Excerpt from a dataset:
++++++++++

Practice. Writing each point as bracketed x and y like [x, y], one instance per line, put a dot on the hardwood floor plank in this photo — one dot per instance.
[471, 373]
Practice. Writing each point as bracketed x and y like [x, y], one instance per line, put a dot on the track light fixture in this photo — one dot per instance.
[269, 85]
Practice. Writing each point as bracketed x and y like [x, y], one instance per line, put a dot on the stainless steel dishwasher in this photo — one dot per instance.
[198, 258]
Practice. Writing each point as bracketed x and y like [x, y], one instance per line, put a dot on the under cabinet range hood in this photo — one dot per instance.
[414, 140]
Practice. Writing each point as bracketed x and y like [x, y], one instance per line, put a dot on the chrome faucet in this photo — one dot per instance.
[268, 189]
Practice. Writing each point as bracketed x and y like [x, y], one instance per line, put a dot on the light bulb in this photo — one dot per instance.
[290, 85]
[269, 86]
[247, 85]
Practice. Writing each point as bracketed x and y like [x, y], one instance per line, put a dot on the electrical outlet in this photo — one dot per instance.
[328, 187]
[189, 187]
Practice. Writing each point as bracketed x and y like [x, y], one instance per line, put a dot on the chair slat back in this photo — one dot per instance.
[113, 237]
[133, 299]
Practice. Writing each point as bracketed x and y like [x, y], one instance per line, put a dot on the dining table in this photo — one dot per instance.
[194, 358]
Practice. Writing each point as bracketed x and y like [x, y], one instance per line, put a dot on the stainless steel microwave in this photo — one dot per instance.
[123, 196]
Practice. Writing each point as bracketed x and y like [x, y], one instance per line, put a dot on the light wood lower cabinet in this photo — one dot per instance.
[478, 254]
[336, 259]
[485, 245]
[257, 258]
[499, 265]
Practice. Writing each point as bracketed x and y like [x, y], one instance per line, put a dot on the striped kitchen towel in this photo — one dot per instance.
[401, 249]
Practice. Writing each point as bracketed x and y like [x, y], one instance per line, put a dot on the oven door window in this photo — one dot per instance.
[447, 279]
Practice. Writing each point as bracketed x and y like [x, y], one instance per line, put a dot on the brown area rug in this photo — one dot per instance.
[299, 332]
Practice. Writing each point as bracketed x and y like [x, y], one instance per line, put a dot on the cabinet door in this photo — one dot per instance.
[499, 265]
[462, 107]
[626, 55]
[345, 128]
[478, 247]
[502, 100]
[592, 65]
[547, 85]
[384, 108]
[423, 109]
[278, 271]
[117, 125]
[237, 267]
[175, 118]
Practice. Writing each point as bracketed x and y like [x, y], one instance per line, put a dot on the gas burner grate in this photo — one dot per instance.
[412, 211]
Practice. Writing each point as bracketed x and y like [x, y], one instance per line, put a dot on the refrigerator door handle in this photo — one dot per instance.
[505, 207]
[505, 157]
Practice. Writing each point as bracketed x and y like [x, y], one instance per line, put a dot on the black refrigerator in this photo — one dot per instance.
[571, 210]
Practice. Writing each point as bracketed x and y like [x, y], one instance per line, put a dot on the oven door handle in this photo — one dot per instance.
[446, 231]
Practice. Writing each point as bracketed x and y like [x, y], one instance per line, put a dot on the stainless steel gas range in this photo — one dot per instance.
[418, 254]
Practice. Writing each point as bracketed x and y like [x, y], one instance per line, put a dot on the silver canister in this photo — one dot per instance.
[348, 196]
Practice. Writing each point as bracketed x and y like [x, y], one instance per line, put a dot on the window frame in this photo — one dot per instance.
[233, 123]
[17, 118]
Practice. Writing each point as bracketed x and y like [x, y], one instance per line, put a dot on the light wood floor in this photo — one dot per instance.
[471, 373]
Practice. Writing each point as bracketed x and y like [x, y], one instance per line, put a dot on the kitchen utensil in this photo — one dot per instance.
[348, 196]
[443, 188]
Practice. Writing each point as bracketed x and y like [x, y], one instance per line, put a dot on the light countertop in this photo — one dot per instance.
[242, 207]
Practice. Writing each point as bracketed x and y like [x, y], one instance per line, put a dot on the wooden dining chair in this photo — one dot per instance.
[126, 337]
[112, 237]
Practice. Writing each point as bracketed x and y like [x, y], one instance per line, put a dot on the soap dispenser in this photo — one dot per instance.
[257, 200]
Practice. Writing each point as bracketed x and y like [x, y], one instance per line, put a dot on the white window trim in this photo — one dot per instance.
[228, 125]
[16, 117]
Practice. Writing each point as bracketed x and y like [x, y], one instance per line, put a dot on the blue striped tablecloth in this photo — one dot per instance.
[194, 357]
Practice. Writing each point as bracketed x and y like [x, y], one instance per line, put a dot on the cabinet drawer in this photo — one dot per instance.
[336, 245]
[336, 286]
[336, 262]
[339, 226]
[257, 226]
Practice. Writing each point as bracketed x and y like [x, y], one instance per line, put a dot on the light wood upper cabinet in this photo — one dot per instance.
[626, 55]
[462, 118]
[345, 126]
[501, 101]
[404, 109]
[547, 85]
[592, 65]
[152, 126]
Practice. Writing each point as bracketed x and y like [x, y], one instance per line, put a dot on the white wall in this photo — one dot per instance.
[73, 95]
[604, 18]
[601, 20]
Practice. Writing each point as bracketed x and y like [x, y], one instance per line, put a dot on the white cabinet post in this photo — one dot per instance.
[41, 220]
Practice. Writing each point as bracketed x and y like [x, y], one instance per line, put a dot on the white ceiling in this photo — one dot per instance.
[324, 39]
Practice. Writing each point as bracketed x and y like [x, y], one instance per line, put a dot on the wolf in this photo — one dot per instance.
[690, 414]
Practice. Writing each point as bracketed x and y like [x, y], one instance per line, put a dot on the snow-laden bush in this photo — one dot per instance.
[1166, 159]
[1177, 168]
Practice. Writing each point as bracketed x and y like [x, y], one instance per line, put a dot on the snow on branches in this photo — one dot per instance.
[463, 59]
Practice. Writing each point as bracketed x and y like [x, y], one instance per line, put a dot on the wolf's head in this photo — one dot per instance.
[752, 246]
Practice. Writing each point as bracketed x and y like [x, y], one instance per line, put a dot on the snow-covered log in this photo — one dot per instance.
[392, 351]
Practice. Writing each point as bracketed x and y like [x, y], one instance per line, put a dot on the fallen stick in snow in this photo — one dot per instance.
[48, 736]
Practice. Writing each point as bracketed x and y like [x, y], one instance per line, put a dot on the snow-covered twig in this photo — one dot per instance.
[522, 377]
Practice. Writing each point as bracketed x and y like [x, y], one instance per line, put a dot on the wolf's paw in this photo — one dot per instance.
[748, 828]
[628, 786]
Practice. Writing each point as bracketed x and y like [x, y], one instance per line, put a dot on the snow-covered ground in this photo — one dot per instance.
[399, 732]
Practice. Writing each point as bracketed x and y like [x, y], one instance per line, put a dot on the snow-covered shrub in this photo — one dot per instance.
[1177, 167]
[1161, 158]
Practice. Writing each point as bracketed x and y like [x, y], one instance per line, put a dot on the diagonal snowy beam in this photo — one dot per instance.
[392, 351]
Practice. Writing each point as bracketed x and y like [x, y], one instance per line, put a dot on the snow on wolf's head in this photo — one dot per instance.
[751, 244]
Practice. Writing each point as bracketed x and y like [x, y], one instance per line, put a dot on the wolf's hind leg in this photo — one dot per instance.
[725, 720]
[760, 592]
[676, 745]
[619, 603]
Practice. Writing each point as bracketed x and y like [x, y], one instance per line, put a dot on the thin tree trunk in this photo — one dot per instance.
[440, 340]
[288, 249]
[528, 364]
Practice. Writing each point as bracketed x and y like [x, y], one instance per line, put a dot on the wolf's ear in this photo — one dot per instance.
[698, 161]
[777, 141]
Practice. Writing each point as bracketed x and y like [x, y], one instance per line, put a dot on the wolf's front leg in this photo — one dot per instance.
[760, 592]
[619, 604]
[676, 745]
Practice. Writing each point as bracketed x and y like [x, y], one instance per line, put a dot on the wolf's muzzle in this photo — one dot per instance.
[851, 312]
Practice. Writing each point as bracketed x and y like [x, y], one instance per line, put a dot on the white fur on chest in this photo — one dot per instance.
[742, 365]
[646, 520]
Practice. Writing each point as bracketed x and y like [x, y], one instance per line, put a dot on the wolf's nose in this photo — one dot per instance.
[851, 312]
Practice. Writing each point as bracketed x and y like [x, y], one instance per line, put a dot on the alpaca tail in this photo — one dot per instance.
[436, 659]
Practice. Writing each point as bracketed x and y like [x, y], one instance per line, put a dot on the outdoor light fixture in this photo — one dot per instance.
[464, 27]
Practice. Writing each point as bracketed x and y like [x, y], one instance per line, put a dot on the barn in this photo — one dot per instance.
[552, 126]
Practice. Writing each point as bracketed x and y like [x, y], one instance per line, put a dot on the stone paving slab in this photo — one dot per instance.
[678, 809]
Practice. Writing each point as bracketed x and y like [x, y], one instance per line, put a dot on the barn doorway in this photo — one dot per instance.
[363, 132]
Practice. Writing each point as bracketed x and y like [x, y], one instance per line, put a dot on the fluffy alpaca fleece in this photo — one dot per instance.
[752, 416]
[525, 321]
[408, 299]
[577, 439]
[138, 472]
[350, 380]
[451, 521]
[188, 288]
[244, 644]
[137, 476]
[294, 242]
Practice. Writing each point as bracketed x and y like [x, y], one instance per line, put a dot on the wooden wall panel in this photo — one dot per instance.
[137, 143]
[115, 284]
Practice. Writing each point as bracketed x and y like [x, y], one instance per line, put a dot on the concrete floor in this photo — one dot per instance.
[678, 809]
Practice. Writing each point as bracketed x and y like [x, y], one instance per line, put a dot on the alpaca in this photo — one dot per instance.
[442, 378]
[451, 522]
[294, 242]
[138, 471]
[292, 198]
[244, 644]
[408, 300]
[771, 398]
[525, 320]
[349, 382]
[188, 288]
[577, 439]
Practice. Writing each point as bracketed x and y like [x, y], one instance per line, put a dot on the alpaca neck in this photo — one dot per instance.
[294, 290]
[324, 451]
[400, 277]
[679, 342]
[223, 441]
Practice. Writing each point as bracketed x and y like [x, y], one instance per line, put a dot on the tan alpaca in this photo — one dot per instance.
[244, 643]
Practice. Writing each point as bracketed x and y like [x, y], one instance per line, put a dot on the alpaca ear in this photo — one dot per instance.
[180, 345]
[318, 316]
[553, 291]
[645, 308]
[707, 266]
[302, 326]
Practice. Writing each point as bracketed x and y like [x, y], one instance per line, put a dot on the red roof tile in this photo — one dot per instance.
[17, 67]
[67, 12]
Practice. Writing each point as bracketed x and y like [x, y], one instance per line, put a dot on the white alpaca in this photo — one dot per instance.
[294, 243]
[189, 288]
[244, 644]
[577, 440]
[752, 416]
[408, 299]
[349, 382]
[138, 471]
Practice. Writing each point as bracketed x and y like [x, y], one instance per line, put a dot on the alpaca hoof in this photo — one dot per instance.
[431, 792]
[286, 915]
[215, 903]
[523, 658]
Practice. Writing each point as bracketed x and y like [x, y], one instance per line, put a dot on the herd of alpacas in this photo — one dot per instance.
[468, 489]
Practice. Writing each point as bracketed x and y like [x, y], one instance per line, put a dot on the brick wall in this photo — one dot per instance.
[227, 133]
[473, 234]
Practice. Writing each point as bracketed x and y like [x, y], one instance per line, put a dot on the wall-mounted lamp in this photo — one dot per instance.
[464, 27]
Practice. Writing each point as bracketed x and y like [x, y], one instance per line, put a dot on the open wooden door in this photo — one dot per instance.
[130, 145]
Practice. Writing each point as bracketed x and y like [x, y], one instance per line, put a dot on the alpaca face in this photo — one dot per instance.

++++++++++

Write out the lines above, starting at the line that contains "the alpaca hoof" and ending with the final line, and nothing else; copy them exactly.

▶ Exercise output
Practice. Writing each point as bracketed x and y like [x, y], one instance per line, put a dot on the alpaca hoof in this photo — one dot per instance.
[431, 792]
[286, 915]
[215, 903]
[523, 658]
Practice. Writing each point as bracketed x and y like [x, y], one instance per line, put a dot on the herd of alpacas in this photo — one dot per instance.
[468, 489]
Practice. Writing each point as bracketed x and y like [x, y], one instance per line, put a dot on the brick wall in this photo — one dot per instance.
[227, 133]
[473, 234]
Practice. Writing each point as bracketed x and y like [x, y], one instance per line, put a dot on the wall-mounted lamp in this photo — one dot per instance.
[464, 27]
Practice. Writing each point as bracketed x and y like [x, y], one instance per line, put a dot on the open wooden door in this photo — one dot per instance.
[130, 145]
Practice. Writing each point as bracketed x and y like [x, y], one instance per line, put a dot on the alpaca face in this photo — one dot per instance.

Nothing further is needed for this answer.